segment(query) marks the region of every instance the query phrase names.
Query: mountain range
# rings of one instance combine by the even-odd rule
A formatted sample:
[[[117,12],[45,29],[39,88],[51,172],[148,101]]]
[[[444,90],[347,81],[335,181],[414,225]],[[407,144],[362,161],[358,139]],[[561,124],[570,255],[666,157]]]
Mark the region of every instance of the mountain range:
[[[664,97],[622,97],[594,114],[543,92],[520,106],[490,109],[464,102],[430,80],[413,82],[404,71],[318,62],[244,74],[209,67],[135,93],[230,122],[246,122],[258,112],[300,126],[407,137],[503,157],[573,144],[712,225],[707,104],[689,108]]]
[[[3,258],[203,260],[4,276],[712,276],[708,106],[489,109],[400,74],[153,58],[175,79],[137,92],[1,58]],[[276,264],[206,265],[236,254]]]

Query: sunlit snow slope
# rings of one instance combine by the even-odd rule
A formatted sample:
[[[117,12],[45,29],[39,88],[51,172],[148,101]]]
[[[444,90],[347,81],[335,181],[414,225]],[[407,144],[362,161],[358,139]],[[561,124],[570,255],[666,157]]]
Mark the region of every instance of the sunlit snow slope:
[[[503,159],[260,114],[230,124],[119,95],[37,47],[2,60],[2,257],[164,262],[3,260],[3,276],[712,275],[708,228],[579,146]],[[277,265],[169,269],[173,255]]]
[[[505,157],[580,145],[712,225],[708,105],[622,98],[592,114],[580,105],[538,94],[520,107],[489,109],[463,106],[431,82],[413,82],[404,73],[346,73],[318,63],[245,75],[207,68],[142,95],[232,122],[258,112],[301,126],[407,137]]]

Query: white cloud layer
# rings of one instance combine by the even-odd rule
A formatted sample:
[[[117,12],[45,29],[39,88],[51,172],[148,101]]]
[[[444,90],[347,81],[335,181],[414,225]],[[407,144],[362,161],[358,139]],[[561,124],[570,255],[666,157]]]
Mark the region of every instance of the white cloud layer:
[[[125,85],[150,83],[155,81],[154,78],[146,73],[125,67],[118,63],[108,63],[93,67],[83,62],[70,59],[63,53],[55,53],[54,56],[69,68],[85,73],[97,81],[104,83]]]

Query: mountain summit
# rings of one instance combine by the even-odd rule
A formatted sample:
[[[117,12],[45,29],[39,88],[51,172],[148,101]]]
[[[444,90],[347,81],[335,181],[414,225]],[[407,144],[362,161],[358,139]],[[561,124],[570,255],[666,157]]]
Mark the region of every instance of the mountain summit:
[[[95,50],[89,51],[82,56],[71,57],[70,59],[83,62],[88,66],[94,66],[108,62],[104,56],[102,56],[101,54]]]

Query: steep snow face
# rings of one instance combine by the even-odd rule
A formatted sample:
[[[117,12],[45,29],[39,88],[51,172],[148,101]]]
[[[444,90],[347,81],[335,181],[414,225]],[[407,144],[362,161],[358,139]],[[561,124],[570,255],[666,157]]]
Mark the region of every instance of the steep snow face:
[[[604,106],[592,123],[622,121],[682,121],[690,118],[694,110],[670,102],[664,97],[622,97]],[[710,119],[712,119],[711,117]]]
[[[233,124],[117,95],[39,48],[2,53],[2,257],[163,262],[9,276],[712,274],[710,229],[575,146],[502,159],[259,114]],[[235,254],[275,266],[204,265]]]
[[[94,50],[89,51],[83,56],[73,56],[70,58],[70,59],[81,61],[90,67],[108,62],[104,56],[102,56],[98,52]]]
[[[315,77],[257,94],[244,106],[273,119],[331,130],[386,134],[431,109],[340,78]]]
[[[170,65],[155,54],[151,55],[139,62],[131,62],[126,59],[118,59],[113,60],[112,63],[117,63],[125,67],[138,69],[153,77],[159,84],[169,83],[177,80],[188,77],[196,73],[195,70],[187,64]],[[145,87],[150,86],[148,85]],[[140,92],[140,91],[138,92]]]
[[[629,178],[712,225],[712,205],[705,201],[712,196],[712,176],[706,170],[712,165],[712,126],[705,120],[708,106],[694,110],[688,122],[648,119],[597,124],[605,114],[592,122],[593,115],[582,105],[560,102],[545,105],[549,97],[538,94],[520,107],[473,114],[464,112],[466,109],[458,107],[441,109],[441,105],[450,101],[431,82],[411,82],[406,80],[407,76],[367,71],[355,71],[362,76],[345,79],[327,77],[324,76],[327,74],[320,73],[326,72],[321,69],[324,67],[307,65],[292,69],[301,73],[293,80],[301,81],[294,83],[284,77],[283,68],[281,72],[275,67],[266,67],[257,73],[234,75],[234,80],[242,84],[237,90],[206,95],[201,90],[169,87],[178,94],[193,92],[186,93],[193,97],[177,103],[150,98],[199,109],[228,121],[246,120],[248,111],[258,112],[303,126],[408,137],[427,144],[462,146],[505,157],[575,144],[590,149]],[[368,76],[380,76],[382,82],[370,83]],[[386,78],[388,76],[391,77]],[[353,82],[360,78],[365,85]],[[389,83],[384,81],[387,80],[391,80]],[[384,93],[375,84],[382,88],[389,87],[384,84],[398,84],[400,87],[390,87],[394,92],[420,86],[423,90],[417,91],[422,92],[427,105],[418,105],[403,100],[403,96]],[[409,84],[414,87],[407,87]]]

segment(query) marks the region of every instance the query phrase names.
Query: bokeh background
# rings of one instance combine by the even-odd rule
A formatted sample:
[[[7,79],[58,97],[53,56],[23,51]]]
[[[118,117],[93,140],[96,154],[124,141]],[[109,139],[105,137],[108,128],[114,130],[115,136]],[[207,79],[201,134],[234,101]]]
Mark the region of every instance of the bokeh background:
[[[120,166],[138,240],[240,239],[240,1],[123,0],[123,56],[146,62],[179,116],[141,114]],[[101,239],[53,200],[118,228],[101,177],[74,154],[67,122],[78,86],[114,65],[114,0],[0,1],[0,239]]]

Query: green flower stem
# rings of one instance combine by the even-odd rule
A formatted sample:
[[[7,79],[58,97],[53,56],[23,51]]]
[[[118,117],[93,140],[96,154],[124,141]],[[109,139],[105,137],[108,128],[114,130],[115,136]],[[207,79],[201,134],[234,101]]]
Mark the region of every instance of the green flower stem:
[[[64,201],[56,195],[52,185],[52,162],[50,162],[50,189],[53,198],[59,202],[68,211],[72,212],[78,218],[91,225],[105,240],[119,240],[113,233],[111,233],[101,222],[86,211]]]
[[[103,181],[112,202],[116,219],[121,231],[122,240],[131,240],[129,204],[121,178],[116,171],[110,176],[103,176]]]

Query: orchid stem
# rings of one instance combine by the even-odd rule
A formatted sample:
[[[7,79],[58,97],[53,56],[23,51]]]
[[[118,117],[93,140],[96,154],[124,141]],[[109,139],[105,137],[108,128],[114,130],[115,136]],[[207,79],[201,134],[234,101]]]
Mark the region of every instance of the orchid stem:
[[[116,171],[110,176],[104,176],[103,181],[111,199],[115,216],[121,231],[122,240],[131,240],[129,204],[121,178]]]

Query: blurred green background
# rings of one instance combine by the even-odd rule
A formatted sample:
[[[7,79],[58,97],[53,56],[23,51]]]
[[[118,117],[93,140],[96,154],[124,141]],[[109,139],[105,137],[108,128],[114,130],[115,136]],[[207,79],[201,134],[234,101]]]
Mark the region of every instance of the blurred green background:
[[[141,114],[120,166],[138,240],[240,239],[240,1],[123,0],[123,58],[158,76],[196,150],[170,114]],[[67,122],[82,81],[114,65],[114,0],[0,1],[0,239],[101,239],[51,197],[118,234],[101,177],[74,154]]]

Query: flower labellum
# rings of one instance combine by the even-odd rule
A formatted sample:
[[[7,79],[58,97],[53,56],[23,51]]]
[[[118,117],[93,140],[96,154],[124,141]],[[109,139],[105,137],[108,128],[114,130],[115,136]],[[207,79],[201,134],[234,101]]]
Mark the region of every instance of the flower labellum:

# [Short problem]
Scale the lines above, beginning at the line that has "Query: orchid stem" and continuing through the last one. Write out each of those lines in full, multiplying every outline coordinate in the answers by 1.45 and rounding to whole numbers with halves rounded up, and keep all other numbers unchanged.

# [Task answer]
Query: orchid stem
# rings of one instance combine by the even-odd rule
A formatted sample:
[[[7,79],[58,97],[53,56],[23,51]]]
[[[118,117],[93,140],[96,154],[124,141]],[[109,139],[105,137],[108,128],[114,130],[115,136]],[[207,79],[201,134],[234,101]]]
Mark the region of every instance of the orchid stem:
[[[168,248],[160,255],[151,255],[149,262],[161,289],[167,313],[175,335],[177,348],[190,348],[187,296],[175,258]]]

Query: blurred green background
# rings of one instance combine by the even-odd rule
A formatted sample:
[[[7,79],[58,97],[53,56],[23,51]]]
[[[118,117],[93,140],[96,154],[124,141]],[[109,139],[105,137],[108,128],[114,130],[115,136]],[[207,79],[201,134],[234,101]]]
Mark the region of every instance of the blurred green background:
[[[204,165],[174,241],[200,348],[348,347],[348,1],[178,0],[178,84],[229,110],[284,218],[247,165]],[[97,177],[119,117],[165,94],[165,0],[0,1],[0,347],[146,347],[74,286],[171,339],[146,257],[107,223]]]

Query: flower labellum
# rings of one instance combine by the even-odd rule
A formatted sample:
[[[7,79],[58,97],[53,56],[23,51]]]
[[[118,117],[93,140],[96,154],[124,141]],[[109,139],[105,137],[108,128],[114,130],[115,136]],[[207,79],[201,134],[234,101]]]
Mark the region of every instance of the flower labellum:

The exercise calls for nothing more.